Rewrite everything from the line containing "Please spot the tree foliage" down through the last of the items, replacing "dot" with "point" and leaving all else unchanged.

=== Stored rows ===

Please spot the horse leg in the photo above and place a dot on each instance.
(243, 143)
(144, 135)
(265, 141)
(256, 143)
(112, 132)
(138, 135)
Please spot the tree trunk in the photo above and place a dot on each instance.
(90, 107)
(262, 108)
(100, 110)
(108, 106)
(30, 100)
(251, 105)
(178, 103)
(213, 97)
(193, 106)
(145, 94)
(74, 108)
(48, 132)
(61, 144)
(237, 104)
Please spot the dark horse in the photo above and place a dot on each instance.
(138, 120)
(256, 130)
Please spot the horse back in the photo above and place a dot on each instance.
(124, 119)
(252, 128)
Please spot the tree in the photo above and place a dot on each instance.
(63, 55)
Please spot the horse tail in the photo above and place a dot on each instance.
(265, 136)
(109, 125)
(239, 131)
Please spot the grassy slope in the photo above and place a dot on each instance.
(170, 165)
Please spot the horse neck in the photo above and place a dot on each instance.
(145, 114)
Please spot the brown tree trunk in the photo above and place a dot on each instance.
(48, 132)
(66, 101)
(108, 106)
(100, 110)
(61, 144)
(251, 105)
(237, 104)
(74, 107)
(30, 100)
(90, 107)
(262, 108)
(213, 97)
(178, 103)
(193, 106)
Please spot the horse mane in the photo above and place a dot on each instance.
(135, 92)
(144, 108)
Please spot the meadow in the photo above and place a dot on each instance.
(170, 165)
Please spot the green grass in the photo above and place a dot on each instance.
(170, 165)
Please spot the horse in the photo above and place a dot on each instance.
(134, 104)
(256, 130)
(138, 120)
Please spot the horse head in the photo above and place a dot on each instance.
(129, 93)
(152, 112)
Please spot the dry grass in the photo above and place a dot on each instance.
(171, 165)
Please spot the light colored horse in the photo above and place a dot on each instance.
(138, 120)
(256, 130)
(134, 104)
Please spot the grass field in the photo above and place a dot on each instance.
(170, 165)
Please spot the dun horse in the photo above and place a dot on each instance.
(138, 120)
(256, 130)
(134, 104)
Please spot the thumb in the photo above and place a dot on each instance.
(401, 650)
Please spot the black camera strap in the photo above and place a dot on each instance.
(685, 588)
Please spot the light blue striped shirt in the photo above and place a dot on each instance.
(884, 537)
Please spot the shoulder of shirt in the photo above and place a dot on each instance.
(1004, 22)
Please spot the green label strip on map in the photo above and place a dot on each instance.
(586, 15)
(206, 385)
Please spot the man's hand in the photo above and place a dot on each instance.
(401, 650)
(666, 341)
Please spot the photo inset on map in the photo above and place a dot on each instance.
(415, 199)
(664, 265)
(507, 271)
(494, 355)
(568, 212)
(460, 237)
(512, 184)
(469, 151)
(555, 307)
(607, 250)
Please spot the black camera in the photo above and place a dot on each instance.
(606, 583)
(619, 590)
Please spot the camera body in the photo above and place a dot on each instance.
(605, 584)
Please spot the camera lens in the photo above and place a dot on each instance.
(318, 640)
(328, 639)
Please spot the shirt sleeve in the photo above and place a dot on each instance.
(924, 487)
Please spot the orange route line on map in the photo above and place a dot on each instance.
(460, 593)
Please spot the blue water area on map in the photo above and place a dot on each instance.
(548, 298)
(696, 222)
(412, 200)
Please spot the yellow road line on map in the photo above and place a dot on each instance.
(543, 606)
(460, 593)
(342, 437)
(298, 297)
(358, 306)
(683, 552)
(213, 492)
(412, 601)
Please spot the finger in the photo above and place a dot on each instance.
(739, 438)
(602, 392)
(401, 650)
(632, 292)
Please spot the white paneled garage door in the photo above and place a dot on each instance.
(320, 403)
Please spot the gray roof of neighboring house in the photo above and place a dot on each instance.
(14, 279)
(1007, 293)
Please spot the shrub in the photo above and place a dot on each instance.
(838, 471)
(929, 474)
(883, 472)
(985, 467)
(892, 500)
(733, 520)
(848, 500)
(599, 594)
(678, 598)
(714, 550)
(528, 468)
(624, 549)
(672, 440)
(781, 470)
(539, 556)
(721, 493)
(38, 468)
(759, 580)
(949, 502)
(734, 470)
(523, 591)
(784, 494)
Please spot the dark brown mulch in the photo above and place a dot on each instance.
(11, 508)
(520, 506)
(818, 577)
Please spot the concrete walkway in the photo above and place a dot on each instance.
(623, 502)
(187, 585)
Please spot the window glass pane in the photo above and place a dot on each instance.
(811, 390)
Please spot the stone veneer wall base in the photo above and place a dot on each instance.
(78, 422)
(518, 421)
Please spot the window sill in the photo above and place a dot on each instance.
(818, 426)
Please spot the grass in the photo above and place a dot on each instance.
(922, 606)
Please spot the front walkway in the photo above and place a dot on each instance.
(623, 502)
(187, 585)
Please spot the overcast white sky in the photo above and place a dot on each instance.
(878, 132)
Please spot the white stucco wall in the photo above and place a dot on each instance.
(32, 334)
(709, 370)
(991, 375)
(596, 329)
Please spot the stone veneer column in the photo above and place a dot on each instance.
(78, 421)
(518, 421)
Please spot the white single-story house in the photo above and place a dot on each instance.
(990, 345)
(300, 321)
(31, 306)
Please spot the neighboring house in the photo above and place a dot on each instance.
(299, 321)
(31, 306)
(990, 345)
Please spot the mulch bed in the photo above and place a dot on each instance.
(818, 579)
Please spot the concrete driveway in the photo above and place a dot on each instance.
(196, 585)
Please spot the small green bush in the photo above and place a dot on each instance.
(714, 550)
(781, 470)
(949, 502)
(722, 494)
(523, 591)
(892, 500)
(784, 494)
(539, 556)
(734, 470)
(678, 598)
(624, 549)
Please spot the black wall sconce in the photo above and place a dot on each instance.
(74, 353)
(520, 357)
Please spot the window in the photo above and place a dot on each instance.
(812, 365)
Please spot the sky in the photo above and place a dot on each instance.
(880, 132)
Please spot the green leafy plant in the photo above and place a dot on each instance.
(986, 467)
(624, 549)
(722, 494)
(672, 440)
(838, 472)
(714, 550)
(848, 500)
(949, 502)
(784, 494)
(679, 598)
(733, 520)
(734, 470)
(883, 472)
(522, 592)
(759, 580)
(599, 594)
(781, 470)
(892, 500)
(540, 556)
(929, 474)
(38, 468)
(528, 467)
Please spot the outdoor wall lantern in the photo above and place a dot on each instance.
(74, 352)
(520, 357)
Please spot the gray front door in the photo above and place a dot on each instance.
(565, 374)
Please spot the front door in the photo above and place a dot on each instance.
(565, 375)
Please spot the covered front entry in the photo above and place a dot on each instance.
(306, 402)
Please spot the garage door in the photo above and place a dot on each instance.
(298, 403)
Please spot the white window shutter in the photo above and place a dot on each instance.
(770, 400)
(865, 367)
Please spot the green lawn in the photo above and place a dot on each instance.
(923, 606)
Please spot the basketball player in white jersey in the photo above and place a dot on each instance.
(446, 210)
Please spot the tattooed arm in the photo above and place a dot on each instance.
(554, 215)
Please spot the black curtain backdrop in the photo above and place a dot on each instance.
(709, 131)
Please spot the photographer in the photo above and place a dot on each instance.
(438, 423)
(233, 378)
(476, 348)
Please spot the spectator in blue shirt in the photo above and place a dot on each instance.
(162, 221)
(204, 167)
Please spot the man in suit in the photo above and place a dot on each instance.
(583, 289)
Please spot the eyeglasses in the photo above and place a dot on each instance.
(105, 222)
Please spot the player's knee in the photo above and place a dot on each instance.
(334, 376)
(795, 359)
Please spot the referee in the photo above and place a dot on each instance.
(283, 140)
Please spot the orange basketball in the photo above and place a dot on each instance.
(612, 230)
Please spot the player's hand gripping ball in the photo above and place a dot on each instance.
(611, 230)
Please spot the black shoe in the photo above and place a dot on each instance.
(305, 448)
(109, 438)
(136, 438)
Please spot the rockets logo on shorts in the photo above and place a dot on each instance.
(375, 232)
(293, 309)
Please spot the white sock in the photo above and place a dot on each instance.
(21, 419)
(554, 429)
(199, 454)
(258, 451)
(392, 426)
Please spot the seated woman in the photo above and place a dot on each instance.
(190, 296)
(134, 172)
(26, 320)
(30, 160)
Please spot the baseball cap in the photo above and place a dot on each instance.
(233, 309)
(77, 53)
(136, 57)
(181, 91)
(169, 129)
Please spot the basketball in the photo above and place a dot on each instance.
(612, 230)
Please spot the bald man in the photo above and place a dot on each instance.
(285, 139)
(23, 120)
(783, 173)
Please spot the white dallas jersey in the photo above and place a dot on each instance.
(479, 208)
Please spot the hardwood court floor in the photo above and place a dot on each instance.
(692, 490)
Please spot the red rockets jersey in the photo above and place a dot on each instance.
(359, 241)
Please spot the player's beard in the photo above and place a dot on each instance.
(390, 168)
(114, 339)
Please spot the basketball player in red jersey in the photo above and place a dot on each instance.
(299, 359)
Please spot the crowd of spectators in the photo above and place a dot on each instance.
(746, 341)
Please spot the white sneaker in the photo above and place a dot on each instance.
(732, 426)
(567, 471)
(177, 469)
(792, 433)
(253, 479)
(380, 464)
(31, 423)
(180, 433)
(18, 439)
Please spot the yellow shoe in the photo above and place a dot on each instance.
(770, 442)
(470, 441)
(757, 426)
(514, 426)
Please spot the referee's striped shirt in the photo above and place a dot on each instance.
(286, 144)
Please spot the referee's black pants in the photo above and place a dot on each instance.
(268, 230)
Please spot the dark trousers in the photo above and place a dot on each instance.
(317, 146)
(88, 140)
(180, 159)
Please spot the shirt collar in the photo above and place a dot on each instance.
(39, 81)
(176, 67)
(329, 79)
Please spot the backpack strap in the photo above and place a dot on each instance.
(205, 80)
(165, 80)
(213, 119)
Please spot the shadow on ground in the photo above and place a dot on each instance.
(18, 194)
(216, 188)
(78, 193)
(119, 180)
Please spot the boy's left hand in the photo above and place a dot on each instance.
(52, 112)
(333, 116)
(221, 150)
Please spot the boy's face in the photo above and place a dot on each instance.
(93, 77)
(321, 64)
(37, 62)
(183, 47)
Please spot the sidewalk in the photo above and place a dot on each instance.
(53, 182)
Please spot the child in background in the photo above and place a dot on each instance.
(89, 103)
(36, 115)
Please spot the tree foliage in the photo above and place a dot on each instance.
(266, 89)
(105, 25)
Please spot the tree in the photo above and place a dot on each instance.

===

## Result
Please spot the tree foliage in the photo above and place a point on each instance.
(266, 89)
(105, 25)
Please spot the tree in the photo above and place a point on each instance.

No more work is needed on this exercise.